■ TASK ITEM A
Rewrite the paragraph of the soda tax opinion piece that begins "I take a moment to look at one of these" in a shorter form, keeping its main facts.
■ TASK ITEM B
Quote the soda tax opinion piece word for word, between "I take a moment" and "internal abdominal area.", inclusive.
■ TASK ITEM C
In the soda tax opinion piece, which university is Dr. Elizabeth Goodman said to be from?

■ PAGE EXCERPT

Segment Open

Opinion: Soda tax misses the mark
If you believed that the Shoreland Protection Bill was about fighting pollution in Vermont’s waters, you also probably believe that a tax on sugary drinks is a health care initiative. Both could not be further from the truth.
The shorelands bill will, in reality, clean up less than 10 percent of the problem and comes very close to a “taking by regulation” of landowner rights. The tax on sugary drinks is somewhat different in that it is a blatant ruse to raise a stream of revenue for a state government millions of dollars in deficit. It is another case of government telling the people you are incapable of making appropriate choices on your own, so government will do it for you.
At the same time, government has given its tacit approval to individuals who make poor choices in that it allows the individual to become less responsible for self. Sugary drinks are not the cause of the weight gains we note in people. If Montpelier was really concerned about this problem, it would be attempting to deal with the “root causes” for people becoming overweight, some of which are: inactive lifestyles, work schedules, lack of access to healthy foods, genetics, children adopting habits of their parents, hormonal problems, antidepressants, lack of sleep, pregnancy, cessation of smoking, dieting, chronic stress and metabolic rates.
I take a moment to look at one of these: chronic stress. Chronic stress is a response to emotional pressure suffered for a prolonged period over which an individual perceives he or she has no control (is defeated). Hormones called corticosteroids are produced to deal with the stress. Normally, the amounts of these fall when the stress retreats. But, if the stress is ongoing, levels of these hormones increase and stay high in concentration. The “defeat” response stress pathway can lead to enhanced lipogenesis (fat creation), visceral obesity (deep abdominal obesity), breakdown of tissues, and suppression of the immune system. Cortisol is also associated to overeating, craving high-caloric fatty and sugary foods, and relocating fat from the circulation and storage depots to the deep internal abdominal area.
To conclude, the issue of weight gain and obesity is a serious and complex health problem in our country today. Its consequences are enormous, not just for the individual involved, but also for the country. Dr. Elizabeth Goodman, of Brandeis University, when considering the connection between depression and obesity, says, “Obesity is not necessarily caused by overeating. … There are different types of depression and different types of obesity. It’s easy to say that it’s all behavioral. That makes it sound like there’s a choice. I’m not sure that it is.”

Segment Closed

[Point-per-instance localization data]
Segment Open

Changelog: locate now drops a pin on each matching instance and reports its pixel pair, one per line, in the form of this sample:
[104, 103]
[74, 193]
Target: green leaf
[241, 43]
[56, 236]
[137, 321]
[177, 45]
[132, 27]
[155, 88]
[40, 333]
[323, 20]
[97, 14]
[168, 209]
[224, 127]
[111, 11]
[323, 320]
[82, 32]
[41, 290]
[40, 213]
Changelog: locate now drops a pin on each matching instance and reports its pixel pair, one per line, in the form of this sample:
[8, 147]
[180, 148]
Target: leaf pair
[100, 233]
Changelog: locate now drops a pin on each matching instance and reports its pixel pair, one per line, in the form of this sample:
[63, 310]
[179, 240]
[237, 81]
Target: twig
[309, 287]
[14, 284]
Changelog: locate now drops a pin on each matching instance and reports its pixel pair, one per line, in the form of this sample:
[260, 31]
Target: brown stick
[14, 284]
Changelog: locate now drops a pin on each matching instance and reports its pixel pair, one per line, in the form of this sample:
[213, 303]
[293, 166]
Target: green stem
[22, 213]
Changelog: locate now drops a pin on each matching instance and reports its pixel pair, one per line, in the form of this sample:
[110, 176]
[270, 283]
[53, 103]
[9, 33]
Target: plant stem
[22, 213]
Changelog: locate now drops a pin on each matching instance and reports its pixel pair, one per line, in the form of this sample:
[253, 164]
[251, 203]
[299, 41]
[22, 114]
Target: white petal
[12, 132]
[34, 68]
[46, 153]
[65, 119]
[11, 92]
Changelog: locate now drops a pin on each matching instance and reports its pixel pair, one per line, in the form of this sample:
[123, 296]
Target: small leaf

Segment Closed

■ EXERCISE OUTPUT A
Chronic stress is a response to prolonged emotional pressure that a person feels unable to control. The body makes corticosteroids to cope. These usually fall once the stress passes, but ongoing stress keeps them high. This "defeat" pathway can lead to increased fat creation, deep abdominal obesity, tissue breakdown, and a suppressed immune system. Cortisol is also linked to overeating, cravings for fatty and sugary foods, and the shifting of fat to the deep abdominal area.

■ EXERCISE OUTPUT B
I take a moment to look at one of these: chronic stress. Chronic stress is a response to emotional pressure suffered for a prolonged period over which an individual perceives he or she has no control (is defeated). Hormones called corticosteroids are produced to deal with the stress. Normally, the amounts of these fall when the stress retreats. But, if the stress is ongoing, levels of these hormones increase and stay high in concentration. The “defeat” response stress pathway can lead to enhanced lipogenesis (fat creation), visceral obesity (deep abdominal obesity), breakdown of tissues, and suppression of the immune system. Cortisol is also associated to overeating, craving high-caloric fatty and sugary foods, and relocating fat from the circulation and storage depots to the deep internal abdominal area.

■ EXERCISE OUTPUT C
Brandeis University.